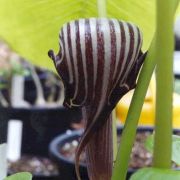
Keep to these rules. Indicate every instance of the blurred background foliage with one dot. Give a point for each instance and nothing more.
(31, 27)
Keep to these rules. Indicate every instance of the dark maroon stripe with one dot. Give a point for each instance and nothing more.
(71, 60)
(89, 60)
(81, 86)
(113, 54)
(63, 71)
(131, 48)
(100, 70)
(122, 51)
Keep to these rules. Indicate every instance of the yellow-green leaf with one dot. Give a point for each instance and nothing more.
(32, 26)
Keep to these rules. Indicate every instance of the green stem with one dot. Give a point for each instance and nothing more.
(101, 4)
(114, 130)
(164, 76)
(129, 131)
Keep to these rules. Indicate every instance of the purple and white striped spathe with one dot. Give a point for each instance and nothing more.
(98, 61)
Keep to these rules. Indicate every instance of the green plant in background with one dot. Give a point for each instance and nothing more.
(31, 27)
(161, 49)
(19, 176)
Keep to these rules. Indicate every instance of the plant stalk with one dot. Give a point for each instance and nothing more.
(129, 131)
(164, 81)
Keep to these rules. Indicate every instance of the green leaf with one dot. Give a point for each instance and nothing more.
(156, 174)
(175, 147)
(20, 176)
(32, 27)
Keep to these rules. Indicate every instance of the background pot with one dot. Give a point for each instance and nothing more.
(40, 124)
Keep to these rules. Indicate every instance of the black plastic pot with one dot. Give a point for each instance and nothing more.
(40, 126)
(42, 177)
(66, 166)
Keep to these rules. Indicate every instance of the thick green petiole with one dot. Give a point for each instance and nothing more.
(129, 131)
(164, 76)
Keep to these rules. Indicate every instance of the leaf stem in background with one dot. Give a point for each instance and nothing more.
(101, 5)
(129, 131)
(114, 130)
(164, 76)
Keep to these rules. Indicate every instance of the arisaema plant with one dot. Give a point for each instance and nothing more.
(33, 30)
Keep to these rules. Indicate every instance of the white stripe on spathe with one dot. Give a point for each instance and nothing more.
(82, 44)
(74, 55)
(118, 44)
(105, 28)
(69, 64)
(127, 39)
(93, 25)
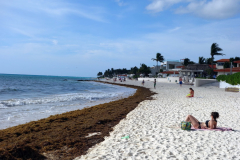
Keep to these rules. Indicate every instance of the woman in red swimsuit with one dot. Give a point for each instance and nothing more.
(209, 124)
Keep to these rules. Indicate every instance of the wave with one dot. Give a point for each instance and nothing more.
(65, 98)
(6, 90)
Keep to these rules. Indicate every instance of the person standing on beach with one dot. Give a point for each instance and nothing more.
(180, 81)
(191, 94)
(155, 83)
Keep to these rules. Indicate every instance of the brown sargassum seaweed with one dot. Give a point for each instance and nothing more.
(65, 136)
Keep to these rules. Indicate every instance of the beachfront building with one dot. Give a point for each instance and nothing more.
(226, 71)
(166, 66)
(220, 63)
(156, 69)
(172, 64)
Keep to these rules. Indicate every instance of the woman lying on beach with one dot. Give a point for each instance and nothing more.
(209, 124)
(191, 94)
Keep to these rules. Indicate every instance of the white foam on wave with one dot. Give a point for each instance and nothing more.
(20, 111)
(65, 98)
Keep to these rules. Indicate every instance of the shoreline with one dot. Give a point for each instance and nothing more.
(154, 130)
(67, 135)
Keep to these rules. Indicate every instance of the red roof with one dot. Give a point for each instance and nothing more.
(180, 66)
(237, 61)
(235, 69)
(214, 66)
(223, 60)
(170, 72)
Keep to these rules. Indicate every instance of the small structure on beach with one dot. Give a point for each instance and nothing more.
(226, 71)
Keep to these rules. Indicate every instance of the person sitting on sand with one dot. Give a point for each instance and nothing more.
(191, 94)
(155, 82)
(209, 124)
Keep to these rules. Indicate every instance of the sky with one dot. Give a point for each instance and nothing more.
(84, 37)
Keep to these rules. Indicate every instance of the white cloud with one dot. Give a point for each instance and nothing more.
(175, 29)
(160, 5)
(210, 9)
(120, 2)
(55, 42)
(214, 9)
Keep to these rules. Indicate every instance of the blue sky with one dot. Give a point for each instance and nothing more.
(83, 37)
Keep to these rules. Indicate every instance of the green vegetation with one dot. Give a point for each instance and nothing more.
(233, 79)
(187, 62)
(99, 74)
(214, 51)
(159, 58)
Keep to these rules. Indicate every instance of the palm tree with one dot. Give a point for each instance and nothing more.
(214, 51)
(201, 60)
(159, 58)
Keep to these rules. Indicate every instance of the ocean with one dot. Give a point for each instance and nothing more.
(25, 98)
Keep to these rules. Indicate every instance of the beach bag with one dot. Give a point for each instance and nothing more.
(185, 125)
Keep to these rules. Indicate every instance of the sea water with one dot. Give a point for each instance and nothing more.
(25, 98)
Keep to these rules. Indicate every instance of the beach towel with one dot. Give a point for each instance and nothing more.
(217, 129)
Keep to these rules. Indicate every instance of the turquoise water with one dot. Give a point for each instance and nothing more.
(25, 98)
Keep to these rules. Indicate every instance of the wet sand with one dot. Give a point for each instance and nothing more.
(154, 130)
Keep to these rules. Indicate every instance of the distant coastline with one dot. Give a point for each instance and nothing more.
(65, 136)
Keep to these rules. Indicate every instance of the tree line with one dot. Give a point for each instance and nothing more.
(144, 69)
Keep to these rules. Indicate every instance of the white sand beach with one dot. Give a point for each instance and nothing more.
(153, 127)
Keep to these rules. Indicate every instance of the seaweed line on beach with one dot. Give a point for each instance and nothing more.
(68, 135)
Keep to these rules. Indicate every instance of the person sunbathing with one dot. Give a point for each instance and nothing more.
(191, 94)
(209, 124)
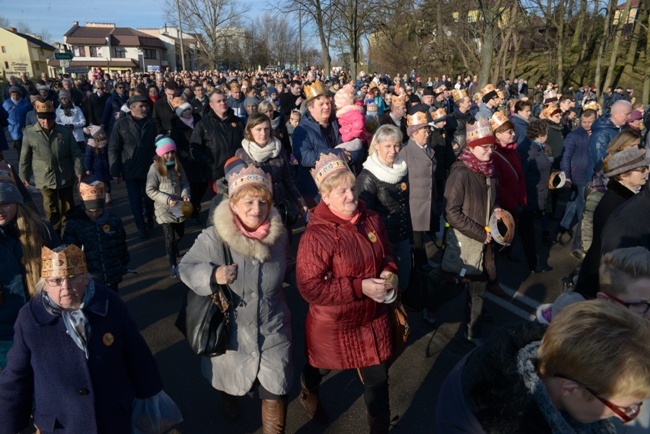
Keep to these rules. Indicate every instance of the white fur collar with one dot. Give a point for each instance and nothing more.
(227, 230)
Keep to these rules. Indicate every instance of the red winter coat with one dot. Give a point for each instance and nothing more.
(345, 329)
(512, 183)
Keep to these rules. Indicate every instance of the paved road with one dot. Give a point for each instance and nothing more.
(154, 298)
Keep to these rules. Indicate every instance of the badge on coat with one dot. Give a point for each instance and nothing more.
(108, 339)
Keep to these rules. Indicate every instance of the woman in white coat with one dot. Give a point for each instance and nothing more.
(259, 350)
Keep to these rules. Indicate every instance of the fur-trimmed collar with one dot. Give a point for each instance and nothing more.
(227, 230)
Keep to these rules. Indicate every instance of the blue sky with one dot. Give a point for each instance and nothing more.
(57, 16)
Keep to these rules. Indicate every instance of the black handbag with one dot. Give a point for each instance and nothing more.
(205, 320)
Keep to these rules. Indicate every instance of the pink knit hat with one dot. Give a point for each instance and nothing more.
(164, 145)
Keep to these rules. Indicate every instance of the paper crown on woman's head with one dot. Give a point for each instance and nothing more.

PROBLEM DESCRIPTION - Your task is to repeat the data above exactly while excluding the pictures.

EXERCISE RESPONSE -
Keep to these rules. Indicate every instance of the blurred background foliage with one dot. Give a point for each instance and nothing more.
(31, 27)
Keep to these rules. Indicate every instance of the dark maroon stripe with one dot. Give a point for each instance and nothing more.
(71, 60)
(89, 60)
(81, 86)
(113, 54)
(63, 71)
(131, 48)
(100, 70)
(122, 51)
Keep to these rules. Indicate every instance of the yellow-green leaf with one dot. Give a point for each instance and nothing more.
(32, 26)
Keep to these rules. Indicate every instance of the green stem with one dot. Give a point for each instance and nothing more.
(101, 4)
(114, 130)
(164, 76)
(129, 131)
Keep to these rules. Indicate every instance of the purple and white striped spathe with one dot. Give a point for each instance and nothing more.
(98, 61)
Keep to these rules. Indicate every instance of the green plant in background with one dot. Give a point for each instance and nothing more.
(31, 27)
(161, 49)
(19, 176)
Keep to these rules. Indicate every instance of the plant stalk with one dot. Give a point for each instance and nothing more.
(129, 131)
(164, 81)
Keep to these rules. Indicate every instance of the green leaf with one dot. Give a point for each instance and nothing more.
(156, 174)
(175, 147)
(20, 176)
(32, 27)
Keep to these rules. Indicate every instance of the background pot with one dot. Give a point for each instance and nothing more.
(40, 124)
Keep to these rules. Indicate every instance of the black plastic pot with one dot. Give a point for each instance and nothing more.
(40, 126)
(42, 177)
(66, 166)
Keep to these rules. Indicate every instance of the thick green petiole with one dot. Give a point for each instance and nothing more.
(129, 131)
(164, 76)
Keep to these rules. Indicate every instance of the leaf stem in background with one dot. Give a point for each instance and nothing more.
(101, 5)
(129, 131)
(114, 130)
(164, 76)
Keep to these rules. Indicate every instance of the arisaema plant with one dot. Give a point for each instance and nothing more.
(33, 30)
Keep to these rules. Indicate every instance of the white stripe on spathe with one dot. Give a point for each instance and nothing more.
(82, 44)
(74, 55)
(118, 44)
(105, 28)
(69, 64)
(127, 39)
(93, 25)
Keep to these rules. Indicate every instance of the woman in red swimsuit with one dot. Give a point for each instance and nothing more.
(209, 124)
Keep to these rules. Indicate every instance of the wave with one dot. Give a point for each instance and nothing more.
(65, 98)
(6, 90)
Keep to these rules. Indicate every instance of the person standing on beach with one dot. Give a point for each instance and nothing more.
(180, 81)
(191, 94)
(155, 83)
Keep to these rules. Indicate every instance of the brown sargassum seaweed with one dot. Give a point for each instance and nothing more.
(65, 136)
Keep to these rules. Indicate every instance of the beachfront building with one dot. Give a point for each instance and nothing more.
(226, 71)
(166, 66)
(220, 63)
(156, 69)
(172, 64)
Keep to these rules. Indicate every instance of the woman lying on beach with one dot. Give a point for each instance and nothing more.
(209, 124)
(191, 94)
Keep to these rules. Indicate every instance of the white foam on wave with one dot. Give a point for each instance and nothing more.
(20, 111)
(65, 98)
Keep to these rules. Indicate every instance of the shoreline with one dot. Give a point for each instance and nothing more.
(154, 130)
(67, 135)
Keep to these rules. Indicate every instance of the red roof with one dot. Give a point for each instance and nothing more.
(180, 66)
(237, 61)
(235, 69)
(214, 66)
(223, 60)
(170, 72)
Keep to these rules. Indicate every instance of the small structure on beach with one dot. Give a point for each instance and nothing more.
(226, 71)
Keep to these rules. Indicate every instance of the person sitting on sand with one dot. Give a point for each instance and nothing more.
(191, 94)
(155, 82)
(209, 124)
Keep to these rules. Indicate every instance of the sky with one dot. Give a point for each instance and nothing more.
(84, 37)
Keep to these rules. Indicate every instance of the white cloud with one dot. Give a point for each instance and nothing more.
(175, 29)
(160, 5)
(210, 9)
(120, 2)
(55, 42)
(214, 9)
Keep to these rules. Indicate every instance of the blue sky with one dot. Give a point for each instance and nothing more.
(83, 37)
Keep to these rules. Indicate every instance of the green vegetation with one dot. Give a point for each instance and nothing more.
(233, 79)
(187, 62)
(99, 74)
(214, 51)
(159, 58)
Keep to these rules. Indicate every instance of the palm tree with one dot. Give a point for each instance and nothing more.
(214, 51)
(201, 60)
(159, 58)
Keep to these rules. Indicate every instance of the ocean with one dot. Give a point for each instance and nothing more.
(25, 98)
Keep to these rules. Indicate every instance of the beach bag with one dot. Give a point for each instance and nothing more.
(185, 125)
Keep to these rules. Indicate every instance of the sea water with one dot. Give a point for each instance and nothing more.
(25, 98)
Keep to these rules. Indicate every instance of the beach towel with one dot. Give a point for each instance and nothing more.
(217, 129)
Keep to these rules. Indicate every instance of the turquoise water with one dot. Give a point for each instance and nothing more.
(25, 98)
Keep to these rules. Indicate every instance of the wet sand with one dot. Give a point for each instance and nothing more.
(154, 130)
Keep to these rules. Indicate every instance of the distant coastline with one dot. Give a point for each instance and nothing more.
(65, 136)
Keep to these rules. Indicate every instance of the tree line with one dot. Give a point for each instance and nothing more.
(144, 69)
Keep to these rules. Indicate every instance of the white sand beach with one dot. Give a point for each instance and nothing more.
(153, 127)
Keep to these rules. Indicate every instance of the seaweed line on beach with one dot. Give a point for each instance and nothing more.
(68, 135)
Keep to these rules. Indicate every instance of the person sunbathing with one dot. Give a point for each instance and nothing more.
(191, 94)
(209, 124)
Keep to these rules. Indicate every instance of the white fur collar with one dot. Give a point for each instance and nothing more.
(227, 230)
Keep to these rules. Indicate every instance of the red winter coat with one dot. Give a point for each instance and nothing more.
(345, 329)
(512, 183)
Keep to these rules. Indicate every instance of the paved road with one dot. Give a point for each instance and nothing more.
(154, 298)
Keep to these rules. Indicate every instance of the badge on coat with one dot. Give a point for each instance and nothing more.
(108, 339)
Keep to these rules. Indicate every instance of the woman in white coat with one dot. Give a point for each instance and nothing more.
(259, 350)
Keep to these rules. Indicate every instance of the fur-trimmed collar with one dot. Give a point for each instance and nothing more.
(227, 230)
Keep to these rules. Indicate every instance of the blue sky with one dot. Give a point for each instance and nothing more.
(57, 16)
Keep to these rules. Indicate every instance of the black handbag with one dot. Give a point for each instance and nothing more.
(205, 320)
Keep to these rules. Indicate every instance of the pink knit hat with one dot. Give a point for each instance and nothing more.
(164, 145)
Keep to these rules. Indicate every instance of the paper crown on woman's head with one dot. Give a point for each instance and nothing more.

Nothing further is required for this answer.